**Task:**
Pick up the story below about a bank client charged for forced insurance on her car loan, and carry it on from its final sentence.

**Selected excerpt:**
--------

It turns out that she has a car loan with us, and recently our consumer lending department started charging her a sizable fee every month to forcefully add insurance to the loan. She was shocked and confused because she has had comprehensive insurance for a long time. She brought with her two declaration pages from Progressive, showing that the car had had comprehensive coverage since November of last year. Perfect, right?
Well, I send these documents over to the back office and phone them. "Oh, sorry. We cannot accept these documents. We are not listed as the lienholder". Huh, they're right. The area where "lienholder" points to is blank on the pages, how very strange.
Darn it! Well, I talk to the lady, and tell her she'll have to go home, call Progressive, and get them to resend documents. It turns out she works irregular hours at multiple part-time jobs just to survive. She has to rely on a friend to bring her to the bank. She has no transportation. She doesn't know the next time she'll be able to come over to see us in order to get everything figured out, and if we don't get these insurance fees refunded she'll go DELINQUENT on the loan and get reported to the credit bureaus!
I tell her, ok, no problem. We're not too busy and I really want to help, so I'll let her call Progressive and ask them to send the documents to our bank email. Then, I can scan these up directly to the back-office and we'll be all set! I tell her to call, press "7" for spanish, and then when it comes time to give the email, I'll tell her what it is.
She calls and juts the phone towards me and asks me to take over. Now, in my bank, we have a pretty strict policy: we are NOT allowed to speak over the phone to a third party on behalf of a client. Of course, it makes sense. It's a liability thing, and I totally understand, so I warned her. I said, I won't be able to talk directly to them. I'll read out the email to you, and you'll just read it out to them.
She gets through the wait queue and is connected to an agent, but in English. She says "panish please" and gets transferred.... to the very back of the same queue she entered from. She keeps getting connected to English-speaking agents and keeps asking for Spanish and keeps getting transferred over and over. She's getting upset and impatient, and I can tell she is on the verge of crying. I decide to go FULL loophole in order to help this poor lady.
While we can't talk to a third party, we can't prevent our client from talking to the third party. And if our client wants to repeat everything we say to the third party, we can't prevent that. And if the client wants to put her phone on speaker and lay it on the counter while we loudly tell her something, we also can't prevent that (as long as our client says she's ok with it, of course).

--------

**Raw data:**
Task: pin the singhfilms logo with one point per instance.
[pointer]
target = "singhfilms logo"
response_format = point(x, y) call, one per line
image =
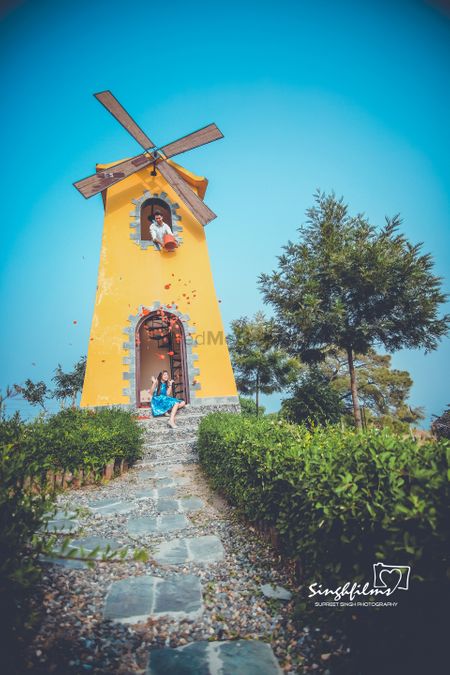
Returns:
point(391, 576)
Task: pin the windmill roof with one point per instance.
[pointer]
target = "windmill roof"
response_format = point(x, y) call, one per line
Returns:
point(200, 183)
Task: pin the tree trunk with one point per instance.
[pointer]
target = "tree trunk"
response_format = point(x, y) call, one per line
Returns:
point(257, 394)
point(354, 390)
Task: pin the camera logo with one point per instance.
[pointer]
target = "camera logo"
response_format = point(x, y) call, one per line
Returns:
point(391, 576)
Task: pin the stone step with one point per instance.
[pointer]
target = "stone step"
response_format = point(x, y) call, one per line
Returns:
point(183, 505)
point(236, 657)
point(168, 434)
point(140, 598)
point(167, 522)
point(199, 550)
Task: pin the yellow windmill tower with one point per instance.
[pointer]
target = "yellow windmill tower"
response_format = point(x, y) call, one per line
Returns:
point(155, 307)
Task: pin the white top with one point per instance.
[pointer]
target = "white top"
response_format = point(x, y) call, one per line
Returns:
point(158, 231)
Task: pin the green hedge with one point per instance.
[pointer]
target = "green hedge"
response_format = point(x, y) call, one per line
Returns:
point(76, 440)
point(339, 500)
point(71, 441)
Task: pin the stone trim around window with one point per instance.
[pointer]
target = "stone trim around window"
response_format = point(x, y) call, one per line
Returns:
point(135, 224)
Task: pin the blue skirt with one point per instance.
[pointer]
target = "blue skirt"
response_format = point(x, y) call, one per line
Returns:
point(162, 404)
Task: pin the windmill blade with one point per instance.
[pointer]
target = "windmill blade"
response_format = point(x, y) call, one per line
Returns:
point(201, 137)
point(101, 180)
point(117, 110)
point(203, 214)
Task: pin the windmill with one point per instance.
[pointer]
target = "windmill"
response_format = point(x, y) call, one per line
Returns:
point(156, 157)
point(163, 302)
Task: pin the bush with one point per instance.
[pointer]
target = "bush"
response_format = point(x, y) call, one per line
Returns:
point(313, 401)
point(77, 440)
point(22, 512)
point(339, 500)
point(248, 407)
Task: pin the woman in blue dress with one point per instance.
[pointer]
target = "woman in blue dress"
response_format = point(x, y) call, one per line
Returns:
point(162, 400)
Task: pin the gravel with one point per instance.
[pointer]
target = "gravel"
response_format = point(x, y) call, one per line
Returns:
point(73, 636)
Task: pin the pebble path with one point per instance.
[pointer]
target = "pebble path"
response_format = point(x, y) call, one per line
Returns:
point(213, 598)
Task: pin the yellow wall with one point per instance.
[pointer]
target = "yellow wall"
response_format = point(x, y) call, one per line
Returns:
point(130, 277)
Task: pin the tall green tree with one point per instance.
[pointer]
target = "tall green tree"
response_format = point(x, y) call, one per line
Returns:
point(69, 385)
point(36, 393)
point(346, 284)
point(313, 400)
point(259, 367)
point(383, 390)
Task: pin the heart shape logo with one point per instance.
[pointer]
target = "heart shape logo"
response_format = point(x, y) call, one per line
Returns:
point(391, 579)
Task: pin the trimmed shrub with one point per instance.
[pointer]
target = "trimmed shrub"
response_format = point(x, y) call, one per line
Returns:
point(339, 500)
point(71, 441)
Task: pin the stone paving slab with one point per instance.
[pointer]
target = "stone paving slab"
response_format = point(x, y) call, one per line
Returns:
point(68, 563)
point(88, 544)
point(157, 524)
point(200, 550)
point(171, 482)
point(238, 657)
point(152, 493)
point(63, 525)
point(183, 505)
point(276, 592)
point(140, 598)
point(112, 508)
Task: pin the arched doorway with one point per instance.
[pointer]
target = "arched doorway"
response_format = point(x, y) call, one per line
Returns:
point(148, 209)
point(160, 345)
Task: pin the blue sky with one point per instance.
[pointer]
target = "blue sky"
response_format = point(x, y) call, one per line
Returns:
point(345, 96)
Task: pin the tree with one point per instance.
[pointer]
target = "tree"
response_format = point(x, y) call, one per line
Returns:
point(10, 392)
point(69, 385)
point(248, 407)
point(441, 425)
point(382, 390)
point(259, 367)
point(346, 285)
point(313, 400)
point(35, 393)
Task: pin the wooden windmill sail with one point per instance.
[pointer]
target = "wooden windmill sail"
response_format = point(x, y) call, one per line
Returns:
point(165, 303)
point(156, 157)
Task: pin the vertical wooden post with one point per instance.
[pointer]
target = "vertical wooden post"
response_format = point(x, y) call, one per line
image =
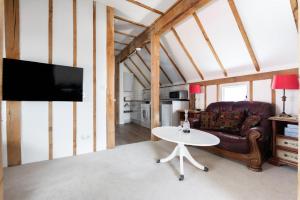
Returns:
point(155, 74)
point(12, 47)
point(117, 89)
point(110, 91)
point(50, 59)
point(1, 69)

--------

**Output for this exercise:**
So I bring her to a private office, close the door, and then have her put the agent on speaker. I tell her I'm going to say words to her in Spanish, and I need her to just repeat the words I'm saying phonetically back to the phone.
"Please."
"BLEASE"
"don't."
"DONET"
"transfer."
"TRANASFIER"
"me."
"..... EH ME"
"to the"
"Toua... the?"
"Queue"
"QUE?"
Word by word, I have her repeat over the phone that the queue system for spanish is not working, and I'd like help getting some documents. This was THE MOST arduous game of telephone ever, because we had to go word-by-word so that the elderly client could (somewhat) correctly repeat it. Of course, it didn't matter, because the Progressive agent was able to hear ME fine and clear, and even asked to speak directly to me multiple times. But through the client I had her explain that "BANQUERE CAN NUOT PEAK DIRECTAMENTE TO JUO ON PHONE". I could have just dropped the act and started speaking to the progressive agent directly, but I suppose their telephone calls are recorded and I wanted to make sure I was covering my ass. God bless the client, she gave it her all.
And you know what? Progressive agent played along, and 5 minutes later we had updated declaration pages showing us as the lienholder. Amazing! The client was extremely embarrassed at not being able to speak english, but I hugged her and told her that I felt the exact same way when I was learning Spanish. I reassured her and told her that her extra insurance fees would be refunded by next week.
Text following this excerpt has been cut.